» **STATED TASK 1**
In the post on case sensitivity in Maxima, which computers does the writer say the Common Lisp default was probably based on?
» **STATED TASK 2**
Carry on the post on case sensitivity in Maxima from its last line.

» **TEXT EXTRACT**
* * *
Case sensitivity (was Conjugate is weird)



The Common Lisp default in the area of case sensitivity
is terrible, and was probably based on the uninformed world view
of people who were using old DEC PDP-10 computers, which were
(essentially) upper-case only.

I suggest that Maxima be case sensitive, just as Mathematica
is.  A spelling corrector can be written that suggests...
"There is no command Diff.  Would you like to use diff ?"
etc.

I like being able to use X,x, etc.

Editor tools can change stuff to lower case.  A student here
converted all maxima source to lower case as a part of a
larger (incomplete) project to make it multiple-user re-entrant.
RJF


Felix E. Klee wrote:
> On Wednesday 09 April 2003 16:33, Stavros Macrakis wrote:
> 
>>I'll separate the answers by topic.
>>
>>
>>>I'm curious: do you plan to make Maxima 6.0 all case
>>>sensitive or all case insensitive?
* * *
» **RAW DATA**
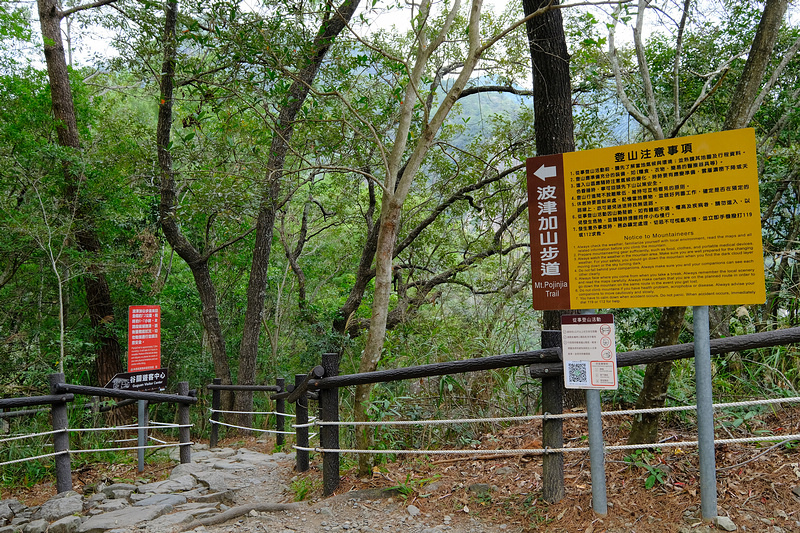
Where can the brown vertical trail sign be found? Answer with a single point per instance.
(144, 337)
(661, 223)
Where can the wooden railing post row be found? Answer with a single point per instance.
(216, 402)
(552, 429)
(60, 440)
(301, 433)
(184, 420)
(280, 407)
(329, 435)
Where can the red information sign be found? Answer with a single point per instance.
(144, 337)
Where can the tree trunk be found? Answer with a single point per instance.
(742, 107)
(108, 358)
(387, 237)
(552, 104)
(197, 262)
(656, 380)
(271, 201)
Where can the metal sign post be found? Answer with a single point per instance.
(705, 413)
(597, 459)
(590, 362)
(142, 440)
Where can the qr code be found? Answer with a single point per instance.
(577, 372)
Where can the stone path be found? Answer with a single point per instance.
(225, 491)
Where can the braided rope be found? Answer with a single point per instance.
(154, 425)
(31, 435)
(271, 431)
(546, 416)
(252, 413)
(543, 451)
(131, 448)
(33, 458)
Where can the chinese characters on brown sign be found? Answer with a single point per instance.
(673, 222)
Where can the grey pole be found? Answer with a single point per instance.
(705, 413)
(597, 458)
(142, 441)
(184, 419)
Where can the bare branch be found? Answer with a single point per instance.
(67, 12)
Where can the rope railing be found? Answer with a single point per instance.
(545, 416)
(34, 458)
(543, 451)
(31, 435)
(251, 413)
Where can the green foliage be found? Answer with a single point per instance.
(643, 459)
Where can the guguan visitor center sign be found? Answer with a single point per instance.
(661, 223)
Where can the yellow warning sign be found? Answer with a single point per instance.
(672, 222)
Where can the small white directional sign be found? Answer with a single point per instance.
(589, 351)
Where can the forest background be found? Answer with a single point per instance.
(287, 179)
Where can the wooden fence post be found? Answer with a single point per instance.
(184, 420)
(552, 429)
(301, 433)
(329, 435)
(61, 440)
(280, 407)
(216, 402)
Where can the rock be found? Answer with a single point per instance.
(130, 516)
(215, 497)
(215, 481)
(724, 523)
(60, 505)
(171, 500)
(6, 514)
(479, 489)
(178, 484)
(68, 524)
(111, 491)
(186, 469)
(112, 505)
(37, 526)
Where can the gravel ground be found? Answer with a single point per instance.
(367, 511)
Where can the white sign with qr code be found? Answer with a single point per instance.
* * *
» **EXERCISE RESULT 1**
Old DEC PDP-10 computers, which were essentially upper-case only.

» **EXERCISE RESULT 2**
>>
>>I'm not working on that area, but when we discussed this a while ago, I
>>believe the conclusion was that Maxima should be case-insensitive, but
>>*preserve* case.  That is, if you first type in a symbol as NewVar, then
>>if later you use NEWVAR or newvar or nEwVaR, they are all canonicalized
>>as NewVar.  The only hesitation I have about this policy is for
>>single-letter variables, where mathematical notation has traditionally
>>distinguished between a and A.  But an exception like that would
>>immediately confuse matters, and a simple convention such as a vs. Ac (A
>>capital) would probably be better.
> 
> 
> I can live with both, case sensitivity or case insensitivity. It might 
> probably be a good idea to make that issue consistent with LISP, if that's 
> possible.
> 
> As for the single character exceptions: that's absolutely repelling to me. I 
> agree with you and hope that such a scheme will not be implemented.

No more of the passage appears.